:: DOCUMENT EXTRACT ::
-=-=-=-=-

I have a desktop that dates from 2011. It used to work great and was very reliable, always running Linux Mint.
Since recently it’s not fully functional anymore - crashing regularly - and I’d like to find out why; overheating? dying motherboard? …
I know absolutely nothing about hardware, but of course I can give some details about the machine, if needed.
My question is:
- what command(s) can I run to get a log diagnosing why the machine crashes?
Welcome to the forum!
sudo dmesg when the system is running,
sudo cat /var/log/messages and any other of the messages* files, to check if any error was reported there.
sudo smartctl -a /dev/sda would also show disk failure, if there are any, assuming /dev/sda is your main disk. Running
lsblk will show you where your root partition is mounted. Use that, minus the partition number.
Desktops that old tend to develop issues with their PSUs, not providing enough juice to the system, those would be mostly silent / undetected errors. Your system generally freezes when that happens, but could also crash on rare occasions. Crashes are more frequent with faulty RAM and disks.

-=-=-=-=-

:: DATA FOR REVIEW ::
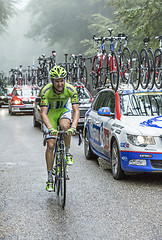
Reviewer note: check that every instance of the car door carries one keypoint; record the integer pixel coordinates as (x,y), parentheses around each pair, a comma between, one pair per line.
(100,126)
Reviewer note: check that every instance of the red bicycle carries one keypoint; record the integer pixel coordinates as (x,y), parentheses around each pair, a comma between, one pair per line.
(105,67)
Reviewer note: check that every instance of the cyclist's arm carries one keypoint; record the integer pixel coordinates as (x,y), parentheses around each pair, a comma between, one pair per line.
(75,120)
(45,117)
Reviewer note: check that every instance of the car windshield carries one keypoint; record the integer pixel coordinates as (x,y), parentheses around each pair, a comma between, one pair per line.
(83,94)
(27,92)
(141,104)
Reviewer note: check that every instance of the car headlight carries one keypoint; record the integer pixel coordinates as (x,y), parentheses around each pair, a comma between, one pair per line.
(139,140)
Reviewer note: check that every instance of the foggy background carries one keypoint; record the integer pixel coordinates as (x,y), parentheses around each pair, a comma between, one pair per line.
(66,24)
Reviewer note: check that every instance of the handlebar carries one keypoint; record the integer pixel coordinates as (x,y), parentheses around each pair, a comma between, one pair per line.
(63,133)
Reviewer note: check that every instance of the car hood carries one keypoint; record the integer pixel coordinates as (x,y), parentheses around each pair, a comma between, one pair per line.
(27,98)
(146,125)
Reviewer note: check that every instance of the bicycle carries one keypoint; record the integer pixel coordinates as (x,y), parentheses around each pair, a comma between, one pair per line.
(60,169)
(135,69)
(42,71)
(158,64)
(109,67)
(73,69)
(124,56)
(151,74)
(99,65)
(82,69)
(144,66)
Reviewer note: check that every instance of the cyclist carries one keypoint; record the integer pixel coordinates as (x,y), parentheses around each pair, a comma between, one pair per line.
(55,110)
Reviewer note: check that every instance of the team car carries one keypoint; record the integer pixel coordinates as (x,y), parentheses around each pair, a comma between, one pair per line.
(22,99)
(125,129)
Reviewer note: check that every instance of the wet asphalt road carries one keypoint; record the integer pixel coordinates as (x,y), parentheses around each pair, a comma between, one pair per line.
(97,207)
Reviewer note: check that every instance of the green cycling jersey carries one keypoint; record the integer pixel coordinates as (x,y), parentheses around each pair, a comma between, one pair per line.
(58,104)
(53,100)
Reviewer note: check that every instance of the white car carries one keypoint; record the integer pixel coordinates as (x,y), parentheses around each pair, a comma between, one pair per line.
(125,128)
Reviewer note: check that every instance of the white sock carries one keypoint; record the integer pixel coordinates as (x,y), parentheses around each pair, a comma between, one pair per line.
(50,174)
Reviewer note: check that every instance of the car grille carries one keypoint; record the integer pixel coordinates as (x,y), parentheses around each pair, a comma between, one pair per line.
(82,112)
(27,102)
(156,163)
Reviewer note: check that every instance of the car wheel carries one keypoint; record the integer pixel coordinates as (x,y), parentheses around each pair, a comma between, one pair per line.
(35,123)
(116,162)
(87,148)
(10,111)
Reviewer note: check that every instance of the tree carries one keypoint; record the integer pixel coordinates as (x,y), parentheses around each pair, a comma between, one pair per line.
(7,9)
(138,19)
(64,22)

-=-=-=-=-

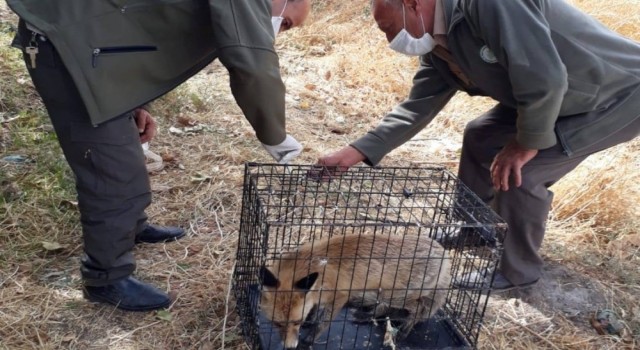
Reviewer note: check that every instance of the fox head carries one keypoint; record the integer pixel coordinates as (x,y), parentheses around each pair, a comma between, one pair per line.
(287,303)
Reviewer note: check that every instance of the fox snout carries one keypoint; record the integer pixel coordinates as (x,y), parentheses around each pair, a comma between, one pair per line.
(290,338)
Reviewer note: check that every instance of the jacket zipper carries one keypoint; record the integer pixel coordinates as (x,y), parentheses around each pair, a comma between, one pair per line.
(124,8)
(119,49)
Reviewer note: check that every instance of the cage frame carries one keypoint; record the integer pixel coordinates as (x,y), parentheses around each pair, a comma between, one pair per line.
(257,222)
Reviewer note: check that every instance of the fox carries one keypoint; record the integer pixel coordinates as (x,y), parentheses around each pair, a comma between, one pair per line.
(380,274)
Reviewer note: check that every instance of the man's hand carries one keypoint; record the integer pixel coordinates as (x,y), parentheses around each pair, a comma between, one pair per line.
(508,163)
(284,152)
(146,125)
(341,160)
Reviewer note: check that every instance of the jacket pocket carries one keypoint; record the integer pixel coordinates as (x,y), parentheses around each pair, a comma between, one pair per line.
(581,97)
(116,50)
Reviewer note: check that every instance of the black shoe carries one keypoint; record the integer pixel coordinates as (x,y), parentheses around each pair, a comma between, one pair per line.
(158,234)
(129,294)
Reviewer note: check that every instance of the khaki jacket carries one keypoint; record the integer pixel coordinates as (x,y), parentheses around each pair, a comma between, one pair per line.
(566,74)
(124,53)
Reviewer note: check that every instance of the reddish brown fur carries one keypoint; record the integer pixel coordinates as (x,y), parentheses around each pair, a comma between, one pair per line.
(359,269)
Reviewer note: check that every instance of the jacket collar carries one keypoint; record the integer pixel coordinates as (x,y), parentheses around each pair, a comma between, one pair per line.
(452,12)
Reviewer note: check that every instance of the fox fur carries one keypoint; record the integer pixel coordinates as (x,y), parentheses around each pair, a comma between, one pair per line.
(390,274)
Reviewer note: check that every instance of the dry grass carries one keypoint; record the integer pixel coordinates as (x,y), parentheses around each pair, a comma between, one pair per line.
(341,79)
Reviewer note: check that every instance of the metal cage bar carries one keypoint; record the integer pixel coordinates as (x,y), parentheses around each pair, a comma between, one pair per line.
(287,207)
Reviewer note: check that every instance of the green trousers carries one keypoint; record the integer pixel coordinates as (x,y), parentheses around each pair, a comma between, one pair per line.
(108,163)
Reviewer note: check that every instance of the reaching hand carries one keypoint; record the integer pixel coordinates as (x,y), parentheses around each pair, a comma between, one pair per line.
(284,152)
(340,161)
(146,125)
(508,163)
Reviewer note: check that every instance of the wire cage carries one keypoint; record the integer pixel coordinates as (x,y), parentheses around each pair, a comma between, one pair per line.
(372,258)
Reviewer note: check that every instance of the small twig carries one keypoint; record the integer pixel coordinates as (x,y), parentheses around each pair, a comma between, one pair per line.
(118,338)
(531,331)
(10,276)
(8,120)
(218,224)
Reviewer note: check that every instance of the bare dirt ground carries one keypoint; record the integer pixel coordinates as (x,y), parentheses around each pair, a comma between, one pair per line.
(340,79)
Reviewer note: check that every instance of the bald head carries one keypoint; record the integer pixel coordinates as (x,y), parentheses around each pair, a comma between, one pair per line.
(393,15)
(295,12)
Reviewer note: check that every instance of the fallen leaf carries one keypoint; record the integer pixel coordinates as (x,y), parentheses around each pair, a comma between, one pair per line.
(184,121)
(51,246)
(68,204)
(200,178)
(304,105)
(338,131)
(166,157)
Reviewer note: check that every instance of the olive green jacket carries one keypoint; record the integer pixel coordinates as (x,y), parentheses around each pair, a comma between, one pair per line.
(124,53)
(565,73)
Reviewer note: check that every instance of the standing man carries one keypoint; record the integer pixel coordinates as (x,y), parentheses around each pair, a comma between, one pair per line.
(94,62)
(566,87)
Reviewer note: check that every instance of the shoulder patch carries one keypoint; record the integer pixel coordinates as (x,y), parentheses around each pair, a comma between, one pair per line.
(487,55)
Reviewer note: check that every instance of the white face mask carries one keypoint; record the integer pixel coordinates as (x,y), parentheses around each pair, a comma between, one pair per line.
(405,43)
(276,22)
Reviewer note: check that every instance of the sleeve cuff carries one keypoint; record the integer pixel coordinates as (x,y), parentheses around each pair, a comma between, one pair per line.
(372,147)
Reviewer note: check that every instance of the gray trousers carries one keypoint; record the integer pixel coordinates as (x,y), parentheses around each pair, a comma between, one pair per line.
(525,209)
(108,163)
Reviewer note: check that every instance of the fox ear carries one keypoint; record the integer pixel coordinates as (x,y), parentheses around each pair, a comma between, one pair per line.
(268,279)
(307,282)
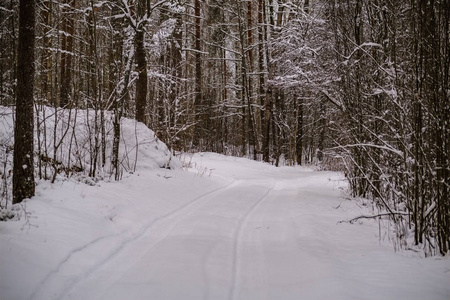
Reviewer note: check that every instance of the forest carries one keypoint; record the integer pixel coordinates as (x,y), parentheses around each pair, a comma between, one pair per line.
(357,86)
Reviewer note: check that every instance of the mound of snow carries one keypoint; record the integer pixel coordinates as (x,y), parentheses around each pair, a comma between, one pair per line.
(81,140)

-=-=-=-=-

:: ASSIGNED TASK A ::
In the crashing-desktop thread, rewrite the part from "Since recently it’s" to "was reported there.", replacing "overheating" with "a failing power supply".
:: ASSIGNED TASK B ::
In the crashing-desktop thread, why does the reply suggest running lsblk as part of the smartctl check?

:: EXERCISE SOLUTION A ::
Since recently it’s not fully functional anymore - crashing regularly - and I’d like to find out why; a failing power supply? dying motherboard? …
I know absolutely nothing about hardware, but of course I can give some details about the machine, if needed.
My question is:
- what command(s) can I run to get a log diagnosing why the machine crashes?
Welcome to the forum!
sudo dmesg when the system is running,
sudo cat /var/log/messages and any other of the messages* files, to check if any error was reported there.

:: EXERCISE SOLUTION B ::
The smartctl command assumes /dev/sda is the main disk. Running lsblk shows where the root partition is mounted, so the user can give smartctl that device without the partition number.